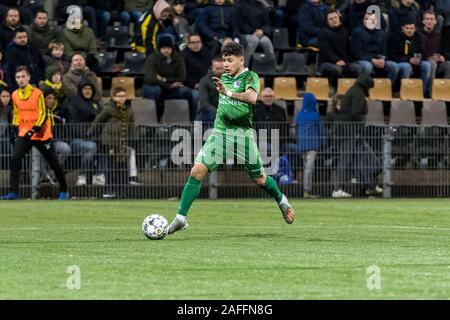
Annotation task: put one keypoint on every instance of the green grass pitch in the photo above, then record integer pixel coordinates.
(234, 249)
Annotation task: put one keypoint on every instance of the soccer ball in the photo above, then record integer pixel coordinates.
(155, 227)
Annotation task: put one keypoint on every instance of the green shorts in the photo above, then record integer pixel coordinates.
(238, 145)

□ □ □ □ □

Only the lines from the one containing "the green shorts" through the end of the entries above should be written out, exactly and in full.

Annotation task: put one keypoint on every instance of the green shorts in the photo above, then record integer pixel coordinates.
(238, 145)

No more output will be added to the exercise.